:: Excerpted text ::
#####

GROUP BY clause
Specify the GROUP BY clause in queries that use aggregation functions,
    such as COUNT(), SUM(), AVG(),
      MIN(), and MAX(). Specify in the GROUP BY
    clause the names of all the columns that do not participate in the aggregation operation. 
Complex type considerations:
 In Impala 2.3 and higher, the complex data types STRUCT,
          ARRAY, and MAP are available. These columns cannot be
        referenced directly in the ORDER BY clause. When you query a complex type
        column, you use join notation to unpack
 the elements of the complex type, and within
        the join query you can include an ORDER BY clause to control the order in
        the result set of the scalar elements from the complex type.
        Zero-length strings: For purposes of clauses such as DISTINCT and GROUP
        BY, Impala considers zero-length strings (""), NULL, and space
        to all be different values.
      
Examples:
      For example, the following query finds the 5 items that sold the highest total quantity (using the
      SUM() function, and also counts the number of sales transactions for those items (using the
      COUNT() function). Because the column representing the item IDs is not used in any
      aggregation functions, we specify that column in the GROUP BY clause.
    
select
  ss_item_sk as Item,
  count(ss_item_sk) as Times_Purchased,
  sum(ss_quantity) as Total_Quantity_Purchased
from store_sales
  group by ss_item_sk
  order by sum(ss_quantity) desc
  limit 5;
+-------+-----------------+--------------------------+
| item  | times_purchased | total_quantity_purchased |
+-------+-----------------+--------------------------+
| 9325  | 372             | 19072                    |
| 4279  | 357             | 18501                    |
| 7507  | 371             | 18475                    |
| 5953  | 369             | 18451                    |
| 16753 | 375             | 18446                    |
+-------+-----------------+--------------------------+
      The HAVING clause lets you filter the results of aggregate functions, because you cannot
      refer to those expressions in the WHERE clause. For example, to find the 5 lowest-selling
      items that were included in at least 100 sales transactions, we could use this query:
    
select
  ss_item_sk as Item,
  count(ss_item_sk) as Times_Purchased,
  sum(ss_quantity) as Total_Quantity_Purchased
from store_sales
  group by ss_item_sk
      having count(ss_item_sk) >= 100
  order by sum(ss_quantity)

#####

:: Stated goal 1 ::
Reproduce the passage of the GROUP BY text from "Zero-length strings: For" to "GROUP BY clause.".
:: Stated goal 2 ::
Answer these questions from the GROUP BY text.
(a) In which Impala version did the complex data types STRUCT, ARRAY, and MAP become available?
(b) Which three values does Impala consider to be different from one another for clauses such as DISTINCT and GROUP BY?
(c) In the HAVING example, what is the minimum number of sales transactions an item must be included in?

#####

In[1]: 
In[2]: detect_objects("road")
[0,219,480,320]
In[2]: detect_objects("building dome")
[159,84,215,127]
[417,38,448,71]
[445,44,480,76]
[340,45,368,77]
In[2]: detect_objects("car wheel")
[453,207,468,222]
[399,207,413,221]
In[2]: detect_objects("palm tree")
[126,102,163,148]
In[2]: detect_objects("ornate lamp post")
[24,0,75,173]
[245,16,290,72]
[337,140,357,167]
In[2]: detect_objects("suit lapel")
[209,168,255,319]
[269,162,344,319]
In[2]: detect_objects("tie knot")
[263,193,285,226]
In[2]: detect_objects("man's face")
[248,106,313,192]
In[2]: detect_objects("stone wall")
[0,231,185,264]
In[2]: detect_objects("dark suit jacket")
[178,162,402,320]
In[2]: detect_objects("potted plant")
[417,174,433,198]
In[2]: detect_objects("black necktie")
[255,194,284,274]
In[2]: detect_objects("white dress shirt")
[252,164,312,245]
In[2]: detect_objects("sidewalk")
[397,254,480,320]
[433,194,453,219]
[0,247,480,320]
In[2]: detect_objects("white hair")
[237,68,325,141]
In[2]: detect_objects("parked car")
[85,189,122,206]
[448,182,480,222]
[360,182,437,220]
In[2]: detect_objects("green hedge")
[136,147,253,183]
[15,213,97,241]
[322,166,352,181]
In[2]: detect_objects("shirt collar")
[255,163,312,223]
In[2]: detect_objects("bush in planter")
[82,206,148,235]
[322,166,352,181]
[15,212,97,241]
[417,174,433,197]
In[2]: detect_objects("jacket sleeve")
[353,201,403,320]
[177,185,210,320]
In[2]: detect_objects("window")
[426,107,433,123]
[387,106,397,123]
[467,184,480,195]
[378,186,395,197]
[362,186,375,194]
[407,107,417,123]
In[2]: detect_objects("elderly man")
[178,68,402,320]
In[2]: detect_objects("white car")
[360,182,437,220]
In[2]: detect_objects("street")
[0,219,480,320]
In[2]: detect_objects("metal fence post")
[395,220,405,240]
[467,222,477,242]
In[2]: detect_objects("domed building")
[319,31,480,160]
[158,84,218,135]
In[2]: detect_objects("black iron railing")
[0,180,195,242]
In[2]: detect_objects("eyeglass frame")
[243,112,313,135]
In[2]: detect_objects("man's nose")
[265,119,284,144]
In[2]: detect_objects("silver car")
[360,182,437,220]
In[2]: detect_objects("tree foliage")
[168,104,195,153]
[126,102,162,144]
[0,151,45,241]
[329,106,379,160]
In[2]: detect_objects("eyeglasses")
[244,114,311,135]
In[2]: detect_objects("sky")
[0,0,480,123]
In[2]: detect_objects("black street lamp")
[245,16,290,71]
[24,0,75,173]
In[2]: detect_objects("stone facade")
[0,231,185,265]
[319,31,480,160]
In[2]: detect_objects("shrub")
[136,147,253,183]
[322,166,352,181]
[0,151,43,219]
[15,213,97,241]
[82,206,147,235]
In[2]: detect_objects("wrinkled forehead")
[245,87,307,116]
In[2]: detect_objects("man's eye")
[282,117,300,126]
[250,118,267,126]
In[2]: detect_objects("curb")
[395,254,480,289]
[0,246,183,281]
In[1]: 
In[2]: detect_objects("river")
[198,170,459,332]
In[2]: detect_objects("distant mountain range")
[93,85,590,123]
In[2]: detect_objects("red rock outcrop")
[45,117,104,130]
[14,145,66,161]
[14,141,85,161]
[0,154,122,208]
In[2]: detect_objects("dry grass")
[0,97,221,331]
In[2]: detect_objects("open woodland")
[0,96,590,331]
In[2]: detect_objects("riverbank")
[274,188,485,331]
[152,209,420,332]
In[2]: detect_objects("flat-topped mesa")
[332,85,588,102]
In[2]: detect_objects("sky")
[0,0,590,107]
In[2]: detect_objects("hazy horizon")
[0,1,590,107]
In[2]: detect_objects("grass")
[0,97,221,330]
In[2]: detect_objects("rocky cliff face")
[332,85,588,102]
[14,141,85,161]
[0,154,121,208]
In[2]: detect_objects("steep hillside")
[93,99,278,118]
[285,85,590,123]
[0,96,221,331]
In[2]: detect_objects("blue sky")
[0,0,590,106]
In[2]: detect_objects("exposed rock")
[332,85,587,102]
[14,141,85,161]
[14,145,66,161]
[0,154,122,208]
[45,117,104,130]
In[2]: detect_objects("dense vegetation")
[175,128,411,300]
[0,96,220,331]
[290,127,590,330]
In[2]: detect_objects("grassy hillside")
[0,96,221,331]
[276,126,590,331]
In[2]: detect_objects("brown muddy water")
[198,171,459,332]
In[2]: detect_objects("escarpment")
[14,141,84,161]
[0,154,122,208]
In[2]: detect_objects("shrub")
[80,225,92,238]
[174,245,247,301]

#####

:: Final answer 1 ::
Zero-length strings: For purposes of clauses such as DISTINCT and GROUP
        BY, Impala considers zero-length strings (""), NULL, and space
        to all be different values.
      
Examples:
      For example, the following query finds the 5 items that sold the highest total quantity (using the
      SUM() function, and also counts the number of sales transactions for those items (using the
      COUNT() function). Because the column representing the item IDs is not used in any
      aggregation functions, we specify that column in the GROUP BY clause.

:: Final answer 2 ::
(a) Impala 2.3 (and higher).
(b) Zero-length strings (""), NULL, and space.
(c) 100.